Oil Speculators: A Force for Peace?
by
Charles Goyette
Recently
by Charles Goyette: Something
Wicked This Way Comes
White House
polling must show how badly gas prices are hurting Obama's approval
numbers. Badly enough that he's even trying to ease up on attacking
Iran.
Here's Obama
on the campaign trail: "The problem is ... speculators and
people make various bets, and they say, you know what, we think
that maybe there's a 20% chance that something might happen in the
Middle East that might disrupt oil supply, so we're going to bet
that oil is going to go up real high. And that spikes up prices
significantly."
While blaming
economic conditions on speculators is the common stock in trade
of demagogues and politicians of all stripes, what is the president
actually saying?
People who
need energy to keep their businesses working, business that make
modern life possible, look around at world events and grow concerned
that the U.S. government and others may conspire to interrupt the
flow of oil. Behaving like good stewards of their enterprises, they
and their agents seek to assure needed oil supplies in an uncertain
future by contracting for tomorrow's oil needs today.

* [STATED GOAL 1]
Answer these questions about the article on oil speculators:
(a) What chance of a Middle East disruption does Obama say speculators might figure on?
(b) What does the article say White House polling must show?
(c) How do people who need energy try to assure needed oil supplies?
* [STATED GOAL 2]
Summarize the article on oil speculators in two sentences.
* [STATED GOAL 3]
Resume the article on oil speculators from the point where it stops.
The items that follow have nothing to do with the work on this article.

* [ROWS]
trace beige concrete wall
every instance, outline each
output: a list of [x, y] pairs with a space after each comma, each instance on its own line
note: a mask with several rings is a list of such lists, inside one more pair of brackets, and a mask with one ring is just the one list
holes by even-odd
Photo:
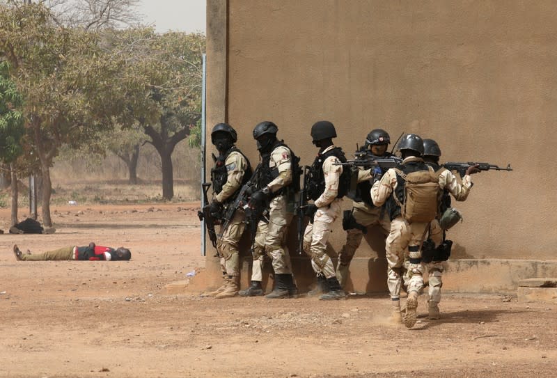
[[[443, 160], [515, 168], [473, 177], [469, 200], [457, 205], [464, 222], [448, 235], [455, 257], [554, 258], [557, 3], [227, 4], [226, 111], [254, 163], [251, 132], [265, 119], [308, 164], [316, 153], [309, 129], [321, 119], [349, 152], [378, 127], [393, 139], [433, 138]], [[365, 246], [359, 255], [375, 254]]]

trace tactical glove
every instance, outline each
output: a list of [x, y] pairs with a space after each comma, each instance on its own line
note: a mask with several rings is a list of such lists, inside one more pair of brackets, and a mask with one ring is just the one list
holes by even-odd
[[212, 216], [214, 216], [216, 214], [221, 212], [221, 208], [222, 205], [221, 205], [221, 203], [217, 200], [213, 200], [213, 201], [209, 205], [209, 212]]
[[315, 203], [308, 203], [307, 207], [306, 207], [306, 211], [304, 212], [304, 214], [306, 216], [308, 216], [310, 219], [313, 219], [313, 216], [315, 215], [315, 212], [317, 211], [317, 207], [315, 206]]

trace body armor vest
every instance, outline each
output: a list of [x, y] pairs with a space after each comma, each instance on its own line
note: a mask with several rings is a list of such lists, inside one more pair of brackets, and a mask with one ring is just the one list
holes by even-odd
[[[446, 170], [445, 167], [435, 163], [426, 164], [432, 167], [433, 170], [435, 171], [435, 173], [438, 175], [440, 175], [443, 171]], [[441, 197], [441, 200], [439, 201], [439, 215], [441, 216], [443, 214], [449, 207], [450, 207], [450, 194], [447, 189], [444, 189], [443, 191], [443, 195]]]
[[[310, 200], [315, 200], [325, 191], [325, 174], [323, 173], [323, 162], [329, 156], [334, 156], [341, 163], [346, 162], [346, 157], [340, 147], [335, 147], [325, 153], [318, 153], [313, 161], [306, 176], [306, 188], [307, 197]], [[350, 185], [350, 170], [348, 167], [343, 169], [343, 173], [338, 180], [338, 193], [337, 198], [342, 198], [348, 192]]]
[[[423, 162], [409, 162], [404, 164], [399, 164], [396, 168], [407, 175], [418, 171], [429, 171], [427, 165]], [[385, 203], [385, 207], [389, 212], [389, 216], [391, 221], [402, 214], [400, 207], [396, 203], [394, 196], [396, 196], [400, 203], [404, 203], [405, 200], [406, 200], [406, 198], [405, 198], [406, 182], [398, 173], [396, 175], [396, 189]]]
[[242, 187], [246, 184], [251, 178], [252, 171], [251, 166], [249, 164], [249, 160], [247, 157], [246, 157], [246, 155], [242, 154], [242, 152], [236, 147], [232, 147], [223, 155], [219, 155], [219, 157], [217, 157], [217, 160], [215, 161], [214, 168], [211, 169], [211, 182], [212, 182], [213, 184], [213, 191], [217, 194], [222, 191], [222, 187], [228, 180], [228, 171], [226, 169], [226, 164], [225, 162], [226, 162], [226, 159], [228, 158], [228, 155], [235, 151], [244, 157], [244, 159], [246, 159], [246, 163], [247, 164], [248, 166], [244, 172], [244, 178], [242, 180], [242, 185], [240, 185], [240, 187], [232, 196], [226, 199], [225, 203], [228, 202], [228, 200], [233, 200], [235, 198], [236, 194], [240, 191], [240, 189], [242, 189]]
[[107, 260], [104, 252], [108, 252], [111, 255], [113, 255], [116, 250], [113, 248], [109, 248], [107, 251], [106, 247], [97, 246], [95, 248], [89, 248], [88, 246], [78, 246], [77, 255], [75, 256], [75, 260], [86, 261], [98, 260], [104, 261]]
[[[374, 159], [389, 159], [393, 156], [391, 152], [386, 152], [383, 156], [376, 156], [372, 154], [371, 151], [369, 150], [368, 150], [367, 154], [368, 156], [370, 156]], [[372, 168], [372, 169], [373, 169], [373, 168]], [[386, 172], [386, 171], [385, 172]], [[384, 175], [385, 172], [382, 171], [382, 175]], [[356, 185], [356, 195], [352, 199], [355, 202], [363, 202], [368, 206], [375, 207], [375, 205], [373, 205], [373, 201], [371, 200], [371, 184], [372, 183], [370, 182], [370, 180], [366, 180], [362, 182], [359, 182]]]

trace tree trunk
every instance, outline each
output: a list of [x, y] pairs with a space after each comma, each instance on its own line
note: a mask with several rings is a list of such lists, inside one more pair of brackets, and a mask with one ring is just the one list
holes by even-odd
[[17, 223], [17, 175], [13, 164], [10, 164], [10, 171], [12, 177], [12, 226], [15, 226]]
[[42, 193], [41, 198], [41, 214], [42, 223], [46, 227], [52, 227], [52, 219], [50, 219], [50, 196], [52, 194], [52, 182], [50, 181], [50, 168], [48, 164], [40, 162], [40, 173], [42, 176]]
[[130, 172], [130, 179], [128, 182], [130, 185], [137, 184], [137, 162], [139, 159], [139, 143], [134, 146], [134, 152], [132, 152], [132, 158], [130, 164], [127, 164], [127, 170]]
[[[10, 166], [11, 169], [11, 166]], [[8, 166], [2, 164], [0, 171], [0, 189], [8, 189], [12, 183], [10, 173], [8, 173]]]
[[42, 223], [46, 227], [52, 227], [52, 220], [50, 218], [50, 196], [52, 194], [52, 182], [50, 181], [50, 164], [52, 162], [54, 150], [46, 151], [45, 144], [42, 143], [42, 136], [40, 133], [40, 119], [36, 117], [31, 123], [33, 131], [33, 139], [36, 145], [37, 155], [40, 162], [40, 173], [42, 179], [41, 187], [41, 214]]
[[161, 151], [161, 166], [162, 169], [162, 198], [171, 200], [174, 196], [174, 173], [172, 170], [172, 150]]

* [OUTPUT 1]
(a) 20%
(b) How badly gas prices are hurting Obama's approval numbers
(c) By contracting for tomorrow's oil needs today

* [OUTPUT 2]
The article holds that White House polling must show gas prices hurting Obama's approval badly enough that he is even trying to ease up on attacking Iran, and it quotes him on the campaign trail blaming speculators who bet on a Middle East disruption for spiking prices. It calls such blame the common stock in trade of demagogues and politicians and says that businesses needing energy, worried that the U.S. government and others may interrupt the flow of oil, act as good stewards by contracting today for tomorrow's oil needs.

* [OUTPUT 3]
While Obama
deprecates the activity, saying that those trying to prepare for
future conditions, are "betting," most oil users would
actually prefer stable prices and would just as soon forego the
guessing game about future prices. It's a game that costs them if
they are wrong and only allows them to stay in business if they
are right. Most are happy that someone those speculators
politicians love to vilify are willing to take on the risk
of being wrong about future price movements for the rewards of being
right. The real oil users can then count on liquid markets when
they need them and keep their attention and their capital
focused on delivering the blessings of modern life instead
of betting on the movement of prices.
And there is
something wrong with this? Hold the phone a moment!
It's not as
though those seeking to secure oil for their future needs are making
something up. They're not concerned about some fantasy development,
some exogenous agent like space aliens appearing out of nowhere
to suck up all of earth's oil. This isn't science fiction. They're
trying to keep things working in the face of very real and very
familiar government threats to our way of life.
Maybe they
should be praised, not condemned.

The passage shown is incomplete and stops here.